Review - The Legend of Broken by Caleb Carr


Short review: A historical fiction set in a city that history doesn't have any record of existing revolves around a religion that never existed, two plagues that never happened, and a man who never existed who was willing to manipulate the politics of a nation that never existed to compel a woman who never existed to become his wife.

Haiku
Historical fiction
About fictional events
May be fantasy

Full review: How much actual history does a book need to contain in order to be considered historical fiction? If a book deals with a period and a place about which we have no actual historical information of any kind, does that book still have a claim on the label "historical fiction"? Or is that book more properly classified as fantasy? This is a question that lurks behind The Legend of Broken which describes events that take place in central Germany during the post-Roman period between the fifth and eighth centuries in the fictitious city of Broken as they come into conflict with the equally fictitious forest-dwelling people of Bane. Through the book we are ominously told several times that this story is a tale of how the mighty city of Broken was laid low by its own internal contradictions, clearly an attempt to connect this work with Edward Gibbon's History of the Decline and Fall of the Roman Empire, but the story never actually pays off, instead sputtering out with an anticlimactic whimper about a jealous and powerful man who wants another man's wife.

[Detection examples]
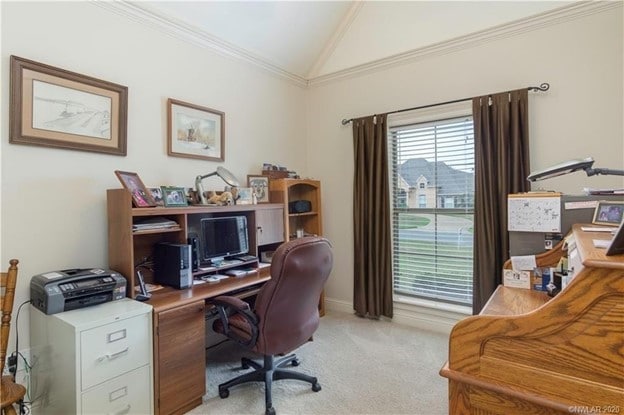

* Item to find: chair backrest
[254,236,333,355]
[0,259,19,373]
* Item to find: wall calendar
[507,193,561,232]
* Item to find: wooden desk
[148,268,270,414]
[106,189,284,415]
[440,225,624,415]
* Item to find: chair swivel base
[219,354,321,415]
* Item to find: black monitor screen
[201,216,249,261]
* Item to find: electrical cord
[9,300,30,376]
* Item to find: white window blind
[389,116,474,305]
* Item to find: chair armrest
[210,295,249,311]
[210,295,258,346]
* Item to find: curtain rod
[342,82,550,125]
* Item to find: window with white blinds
[389,116,475,305]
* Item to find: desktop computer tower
[154,242,193,290]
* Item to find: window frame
[388,101,475,308]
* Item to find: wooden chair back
[0,259,19,373]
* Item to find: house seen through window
[389,115,475,305]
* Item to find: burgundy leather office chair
[213,237,333,415]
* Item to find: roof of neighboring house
[399,158,474,195]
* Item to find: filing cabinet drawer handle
[108,404,132,415]
[106,329,126,343]
[97,347,130,362]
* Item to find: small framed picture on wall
[247,175,269,203]
[160,186,188,207]
[592,201,624,226]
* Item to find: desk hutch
[440,225,624,415]
[107,189,284,414]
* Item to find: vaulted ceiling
[117,1,578,81]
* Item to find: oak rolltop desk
[440,225,624,415]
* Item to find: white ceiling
[129,1,574,79]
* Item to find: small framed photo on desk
[592,201,624,226]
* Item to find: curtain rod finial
[529,82,550,92]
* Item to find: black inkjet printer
[30,268,126,314]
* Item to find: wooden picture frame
[592,200,624,226]
[605,222,624,256]
[167,98,225,161]
[247,174,269,203]
[236,187,253,205]
[9,56,128,156]
[160,186,188,207]
[115,170,156,207]
[147,186,165,206]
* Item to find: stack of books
[132,216,180,231]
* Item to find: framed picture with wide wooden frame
[592,200,624,226]
[247,174,269,203]
[9,56,128,156]
[167,98,225,161]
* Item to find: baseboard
[325,297,466,334]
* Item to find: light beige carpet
[189,312,448,415]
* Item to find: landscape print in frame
[167,98,225,161]
[9,56,128,156]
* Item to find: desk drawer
[80,314,151,391]
[81,366,152,415]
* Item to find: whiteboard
[507,196,561,232]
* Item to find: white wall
[0,2,624,347]
[0,2,306,349]
[307,6,624,305]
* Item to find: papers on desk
[511,255,537,271]
[581,226,617,233]
[503,269,531,290]
[592,239,611,249]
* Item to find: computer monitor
[200,216,249,263]
[605,221,624,256]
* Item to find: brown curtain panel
[472,89,530,314]
[353,114,393,318]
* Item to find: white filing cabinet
[30,298,154,415]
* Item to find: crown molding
[307,1,364,79]
[308,1,623,87]
[91,0,623,88]
[91,0,308,87]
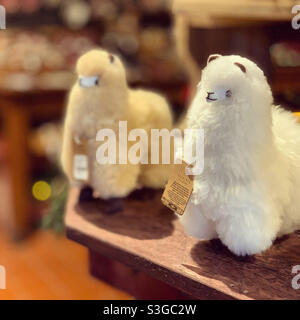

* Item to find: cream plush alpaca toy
[61,49,172,212]
[181,55,300,256]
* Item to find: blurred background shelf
[66,189,300,299]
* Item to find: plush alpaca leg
[216,200,280,256]
[180,200,218,240]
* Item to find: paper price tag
[161,162,194,215]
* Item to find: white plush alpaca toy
[61,49,172,212]
[181,55,300,256]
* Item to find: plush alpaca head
[76,49,126,91]
[198,54,272,116]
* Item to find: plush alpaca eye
[225,90,232,98]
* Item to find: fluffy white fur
[61,50,172,199]
[180,55,300,255]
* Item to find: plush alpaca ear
[234,62,247,73]
[207,54,221,64]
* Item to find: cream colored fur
[181,56,300,255]
[61,50,172,199]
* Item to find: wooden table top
[65,189,300,299]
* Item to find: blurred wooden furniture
[65,189,300,299]
[0,86,66,238]
[172,0,298,94]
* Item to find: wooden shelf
[66,189,300,299]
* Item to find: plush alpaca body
[61,50,172,199]
[181,55,300,255]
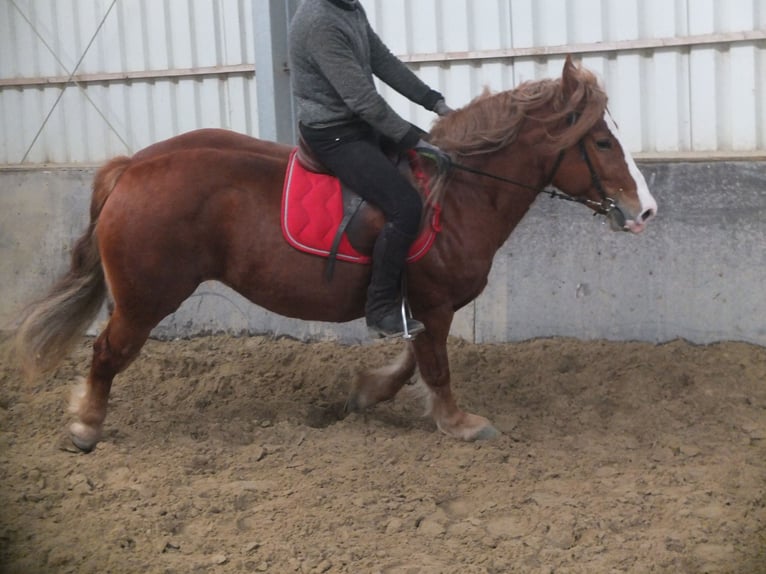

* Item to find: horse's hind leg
[69,310,152,452]
[346,344,415,411]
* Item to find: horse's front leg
[414,317,498,441]
[346,344,415,411]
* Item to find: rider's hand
[434,100,455,116]
[415,139,452,171]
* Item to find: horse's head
[552,57,657,233]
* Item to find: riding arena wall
[0,0,766,345]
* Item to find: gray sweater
[289,0,442,147]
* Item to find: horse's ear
[561,54,580,101]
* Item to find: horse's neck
[456,150,547,242]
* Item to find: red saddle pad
[282,148,439,264]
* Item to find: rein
[419,112,625,226]
[447,150,617,215]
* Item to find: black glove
[434,100,455,116]
[415,139,452,171]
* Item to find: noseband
[440,112,625,227]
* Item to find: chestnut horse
[10,58,657,451]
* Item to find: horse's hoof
[69,423,101,453]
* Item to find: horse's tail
[14,156,131,376]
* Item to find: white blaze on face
[604,111,657,231]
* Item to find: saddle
[281,139,440,281]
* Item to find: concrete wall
[0,162,766,352]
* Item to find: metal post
[253,0,299,144]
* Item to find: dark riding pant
[300,123,423,336]
[300,122,423,238]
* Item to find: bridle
[432,112,625,227]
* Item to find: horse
[14,57,657,452]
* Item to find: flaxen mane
[429,60,607,203]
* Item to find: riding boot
[365,223,425,337]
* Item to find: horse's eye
[596,140,612,149]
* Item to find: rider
[289,0,452,336]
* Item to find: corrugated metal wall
[0,0,257,163]
[0,0,766,164]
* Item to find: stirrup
[402,297,425,341]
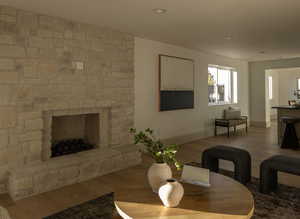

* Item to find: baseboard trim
[162,132,210,145]
[250,121,271,128]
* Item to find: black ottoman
[259,155,300,194]
[202,145,251,184]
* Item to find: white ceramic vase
[147,163,172,193]
[158,179,184,208]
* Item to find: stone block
[28,37,53,49]
[19,131,42,141]
[0,14,17,23]
[0,45,26,58]
[33,171,59,193]
[79,162,99,181]
[0,34,17,45]
[0,6,17,16]
[59,166,80,180]
[0,59,16,71]
[0,84,18,106]
[0,71,19,83]
[0,129,9,150]
[0,107,17,128]
[25,119,43,131]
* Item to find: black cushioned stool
[202,145,251,184]
[280,116,300,149]
[259,155,300,194]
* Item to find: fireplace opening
[51,114,99,158]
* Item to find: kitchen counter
[272,106,300,110]
[272,106,300,145]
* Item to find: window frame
[296,78,300,90]
[268,75,273,100]
[207,64,238,106]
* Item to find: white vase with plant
[130,128,182,193]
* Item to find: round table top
[115,172,254,219]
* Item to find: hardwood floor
[0,124,300,219]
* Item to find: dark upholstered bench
[202,145,251,184]
[259,155,300,194]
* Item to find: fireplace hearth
[51,139,96,158]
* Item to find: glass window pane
[208,66,238,104]
[269,76,273,100]
[208,67,218,103]
[232,71,238,103]
[218,69,231,103]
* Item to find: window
[208,66,238,105]
[268,76,273,100]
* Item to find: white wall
[135,38,249,139]
[266,70,280,119]
[249,58,300,126]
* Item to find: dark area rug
[44,163,300,219]
[189,163,300,219]
[44,193,115,219]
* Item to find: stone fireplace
[0,5,141,200]
[42,108,111,160]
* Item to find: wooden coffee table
[115,173,254,219]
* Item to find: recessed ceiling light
[153,8,167,14]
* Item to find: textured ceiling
[0,0,300,61]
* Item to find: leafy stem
[129,128,182,170]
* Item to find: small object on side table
[215,116,248,137]
[158,179,184,208]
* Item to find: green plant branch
[129,128,182,170]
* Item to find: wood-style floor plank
[0,124,300,219]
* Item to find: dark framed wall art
[159,54,195,111]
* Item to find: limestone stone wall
[0,6,139,197]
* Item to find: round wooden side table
[115,172,254,219]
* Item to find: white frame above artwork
[159,54,195,111]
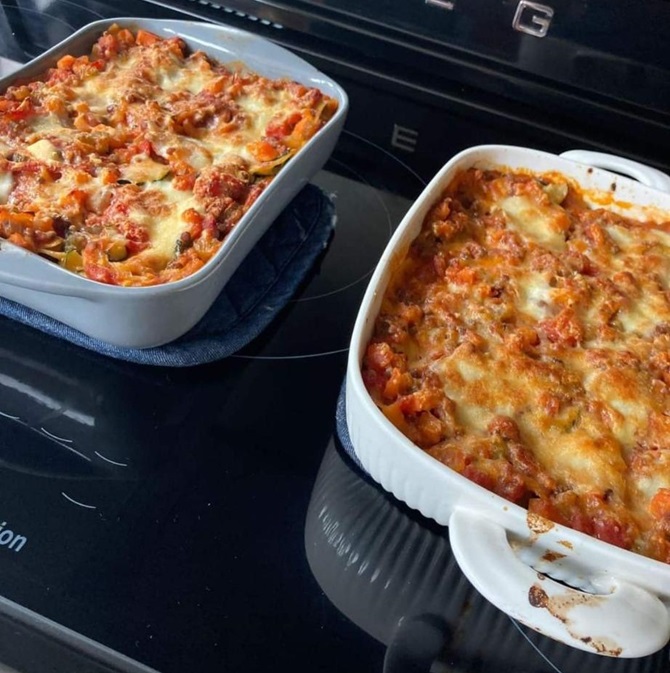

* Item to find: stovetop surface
[0,0,668,673]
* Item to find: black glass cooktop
[0,0,669,673]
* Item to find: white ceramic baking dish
[346,145,670,657]
[0,18,348,348]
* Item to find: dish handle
[561,150,670,192]
[449,509,670,658]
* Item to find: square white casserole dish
[0,18,348,348]
[346,145,670,657]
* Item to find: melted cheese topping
[363,169,670,562]
[0,26,337,285]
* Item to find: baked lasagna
[362,168,670,563]
[0,26,337,286]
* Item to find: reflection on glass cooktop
[0,0,668,673]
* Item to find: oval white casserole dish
[0,18,348,348]
[346,145,670,657]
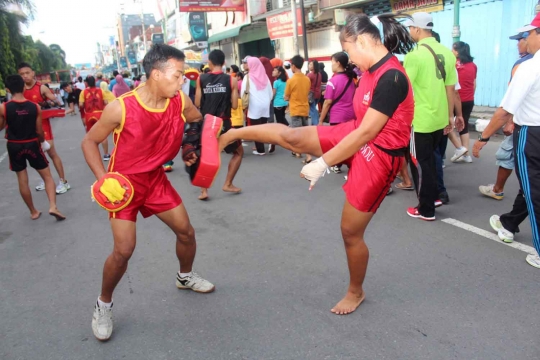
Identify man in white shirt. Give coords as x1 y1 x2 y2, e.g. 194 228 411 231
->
473 13 540 269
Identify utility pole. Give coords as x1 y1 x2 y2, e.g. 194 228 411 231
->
452 0 461 43
291 0 300 55
300 0 309 62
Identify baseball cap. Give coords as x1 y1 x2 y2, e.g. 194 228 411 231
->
518 13 540 32
403 12 433 30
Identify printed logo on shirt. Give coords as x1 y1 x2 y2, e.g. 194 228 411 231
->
362 91 371 105
203 83 227 94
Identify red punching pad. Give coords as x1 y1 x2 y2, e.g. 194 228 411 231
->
191 115 223 188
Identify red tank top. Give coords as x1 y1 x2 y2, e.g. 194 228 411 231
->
353 56 414 150
23 81 46 104
109 85 185 174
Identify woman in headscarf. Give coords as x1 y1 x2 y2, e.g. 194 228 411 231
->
240 56 273 155
113 75 131 97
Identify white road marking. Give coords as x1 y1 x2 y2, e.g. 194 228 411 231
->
442 218 536 255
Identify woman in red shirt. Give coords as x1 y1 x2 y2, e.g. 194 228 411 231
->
452 41 478 163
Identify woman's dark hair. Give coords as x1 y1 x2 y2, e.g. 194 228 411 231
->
311 60 321 74
453 41 474 64
274 66 287 82
332 51 358 79
339 14 415 54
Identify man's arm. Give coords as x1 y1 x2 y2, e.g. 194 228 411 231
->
81 101 122 180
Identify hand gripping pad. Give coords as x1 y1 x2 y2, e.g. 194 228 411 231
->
91 172 134 212
186 115 223 188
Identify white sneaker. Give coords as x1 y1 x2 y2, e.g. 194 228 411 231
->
56 180 71 194
489 215 514 244
176 272 216 293
36 180 45 191
525 254 540 269
450 146 469 162
92 302 113 341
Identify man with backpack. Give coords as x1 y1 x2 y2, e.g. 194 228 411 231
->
79 76 114 161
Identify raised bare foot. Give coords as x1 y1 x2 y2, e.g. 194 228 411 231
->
49 209 66 221
330 291 366 315
222 184 242 194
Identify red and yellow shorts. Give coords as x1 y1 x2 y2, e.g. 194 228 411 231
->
317 121 405 213
109 166 182 222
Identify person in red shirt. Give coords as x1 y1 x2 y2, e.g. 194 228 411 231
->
82 45 215 340
452 41 478 163
17 63 71 194
219 14 414 315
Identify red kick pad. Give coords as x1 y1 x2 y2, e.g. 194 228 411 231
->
191 115 223 188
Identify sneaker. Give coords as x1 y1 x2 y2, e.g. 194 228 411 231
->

(REQUEST A):
In the book review, which historical work does the reviewer say The Legend of Broken is clearly trying to connect itself with?
(REQUEST B):
Copy the lines of the records from the line with "frame above artwork" up to and including the line with "[449,509,670,658]", leaving out the pictures.

(WRITTEN RESPONSE A):
Edward Gibbon's History of the Decline and Fall of the Roman Empire.

(WRITTEN RESPONSE B):
* Item to find: white frame above artwork
[159,54,195,111]

* Item to find: stovetop surface
[0,0,668,673]
* Item to find: black glass cooktop
[0,0,669,673]
* Item to find: white ceramic baking dish
[346,145,670,657]
[0,18,348,348]
* Item to find: dish handle
[561,150,670,192]
[449,509,670,658]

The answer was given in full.